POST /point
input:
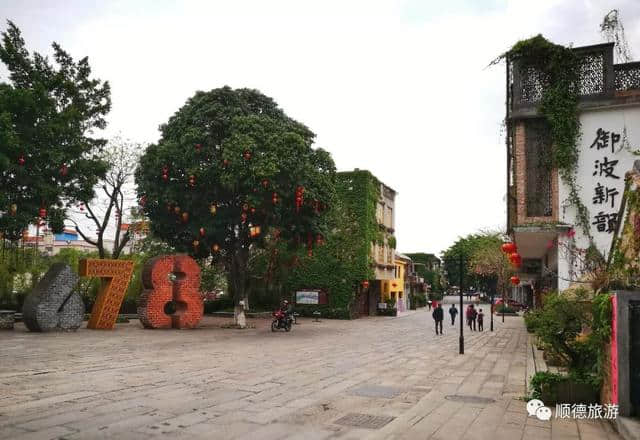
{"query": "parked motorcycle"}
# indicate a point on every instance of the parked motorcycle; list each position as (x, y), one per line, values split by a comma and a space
(281, 321)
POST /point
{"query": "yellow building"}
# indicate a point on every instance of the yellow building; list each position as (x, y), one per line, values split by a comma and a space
(395, 287)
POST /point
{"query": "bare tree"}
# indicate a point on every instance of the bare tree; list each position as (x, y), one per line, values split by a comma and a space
(612, 31)
(115, 195)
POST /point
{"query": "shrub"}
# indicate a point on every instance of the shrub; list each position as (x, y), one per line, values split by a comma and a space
(531, 320)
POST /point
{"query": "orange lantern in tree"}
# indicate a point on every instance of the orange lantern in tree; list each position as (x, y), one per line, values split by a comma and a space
(509, 248)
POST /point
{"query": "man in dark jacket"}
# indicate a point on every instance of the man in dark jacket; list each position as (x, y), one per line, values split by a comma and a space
(453, 312)
(438, 317)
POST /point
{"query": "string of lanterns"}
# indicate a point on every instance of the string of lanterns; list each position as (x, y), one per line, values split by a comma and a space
(514, 257)
(254, 230)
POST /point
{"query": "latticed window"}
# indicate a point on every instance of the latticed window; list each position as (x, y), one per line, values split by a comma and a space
(538, 159)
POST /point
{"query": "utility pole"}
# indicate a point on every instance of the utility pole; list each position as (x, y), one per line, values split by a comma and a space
(461, 306)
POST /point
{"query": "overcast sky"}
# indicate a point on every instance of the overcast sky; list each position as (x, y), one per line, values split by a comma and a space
(399, 88)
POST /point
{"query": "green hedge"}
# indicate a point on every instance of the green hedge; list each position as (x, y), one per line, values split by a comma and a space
(326, 311)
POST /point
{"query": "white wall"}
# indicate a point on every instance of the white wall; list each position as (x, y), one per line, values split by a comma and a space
(613, 121)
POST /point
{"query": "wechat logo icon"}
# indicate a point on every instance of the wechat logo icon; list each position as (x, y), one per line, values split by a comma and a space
(535, 407)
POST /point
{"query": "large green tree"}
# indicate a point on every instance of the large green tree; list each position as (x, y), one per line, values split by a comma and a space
(465, 248)
(48, 156)
(229, 162)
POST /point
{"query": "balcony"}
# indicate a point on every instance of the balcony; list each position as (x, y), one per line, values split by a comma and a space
(601, 83)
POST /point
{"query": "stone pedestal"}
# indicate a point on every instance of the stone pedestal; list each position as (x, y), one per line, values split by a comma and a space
(6, 319)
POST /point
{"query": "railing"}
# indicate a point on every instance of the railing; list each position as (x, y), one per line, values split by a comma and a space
(598, 78)
(627, 76)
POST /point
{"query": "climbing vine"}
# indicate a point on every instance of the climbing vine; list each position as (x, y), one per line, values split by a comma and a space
(558, 70)
(344, 261)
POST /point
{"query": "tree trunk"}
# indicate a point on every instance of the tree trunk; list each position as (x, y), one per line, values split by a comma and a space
(238, 285)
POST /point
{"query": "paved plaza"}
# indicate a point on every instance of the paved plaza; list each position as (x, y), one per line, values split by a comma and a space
(378, 378)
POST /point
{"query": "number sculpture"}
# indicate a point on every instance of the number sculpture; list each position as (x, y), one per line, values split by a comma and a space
(52, 304)
(115, 275)
(171, 295)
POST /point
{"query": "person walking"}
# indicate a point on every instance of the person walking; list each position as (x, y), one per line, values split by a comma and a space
(474, 315)
(453, 312)
(438, 317)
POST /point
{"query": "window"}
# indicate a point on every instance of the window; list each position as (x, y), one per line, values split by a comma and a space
(538, 159)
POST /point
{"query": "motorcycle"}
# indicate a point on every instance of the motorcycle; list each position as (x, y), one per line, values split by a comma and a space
(281, 321)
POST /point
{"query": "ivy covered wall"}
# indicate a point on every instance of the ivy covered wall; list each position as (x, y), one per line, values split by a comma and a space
(344, 261)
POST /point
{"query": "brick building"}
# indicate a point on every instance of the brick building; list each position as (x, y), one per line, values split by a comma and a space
(540, 218)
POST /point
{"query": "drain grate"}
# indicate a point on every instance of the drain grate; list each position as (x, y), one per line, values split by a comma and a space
(469, 399)
(366, 421)
(377, 391)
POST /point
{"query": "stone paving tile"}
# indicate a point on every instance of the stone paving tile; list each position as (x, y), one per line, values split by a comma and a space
(216, 383)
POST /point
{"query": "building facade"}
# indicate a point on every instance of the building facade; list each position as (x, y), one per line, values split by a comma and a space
(552, 235)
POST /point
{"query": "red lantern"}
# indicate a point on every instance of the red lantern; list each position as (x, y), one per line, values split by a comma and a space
(509, 248)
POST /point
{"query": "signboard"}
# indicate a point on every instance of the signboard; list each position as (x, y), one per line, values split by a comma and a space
(307, 297)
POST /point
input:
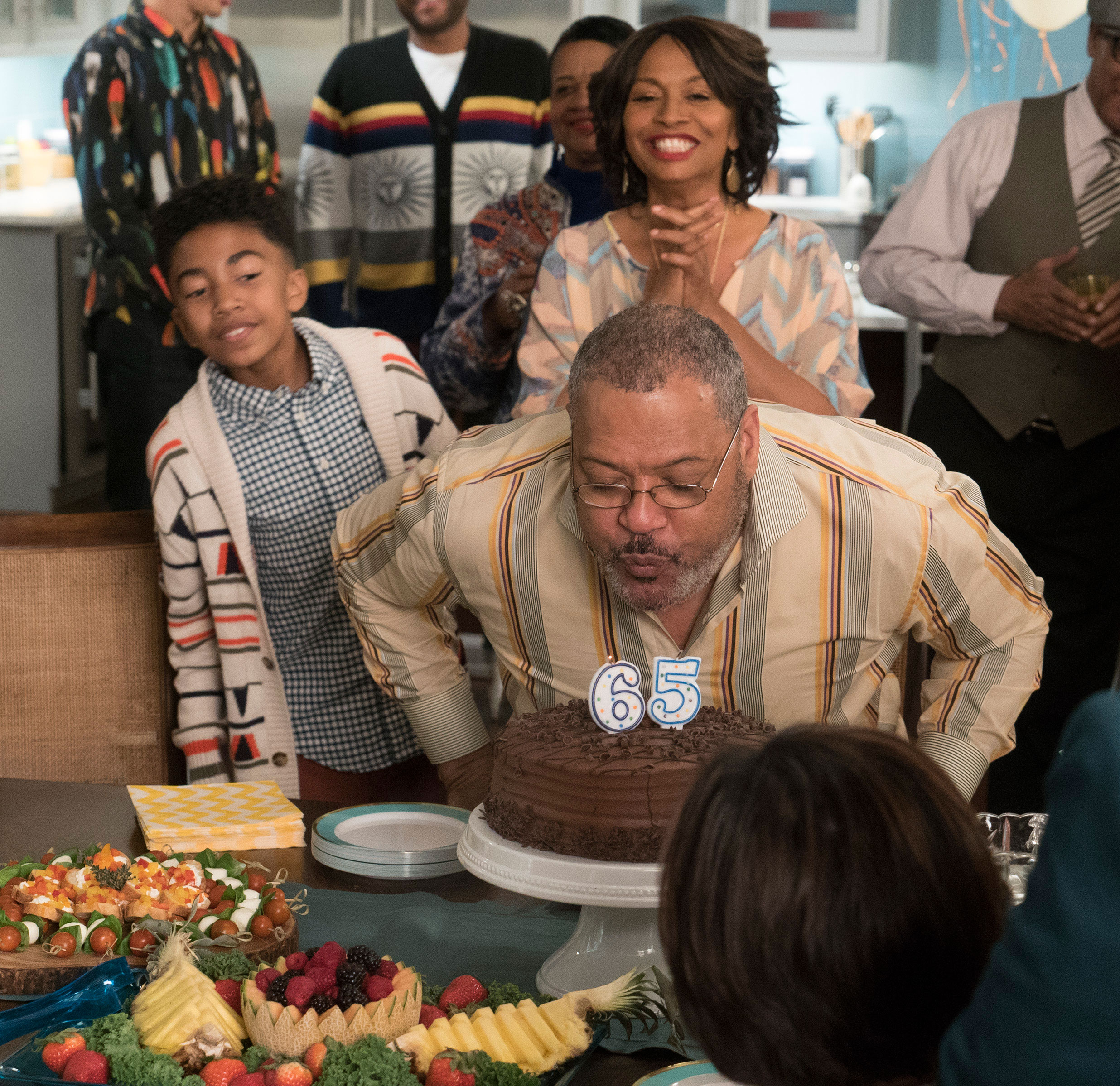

==*==

### [What the task asks]
Show every line of the items above that contains the word "wall".

### [Expected answer]
{"query": "white wall"}
# indicate a point on every instance of the white wall; list each position as (x, y), one per line, values split by a comma and a space
{"query": "ivy covered wall"}
# indicate a point on every instance of the ivy covered wall; list each position as (x, y), one per line, values split by a comma and a space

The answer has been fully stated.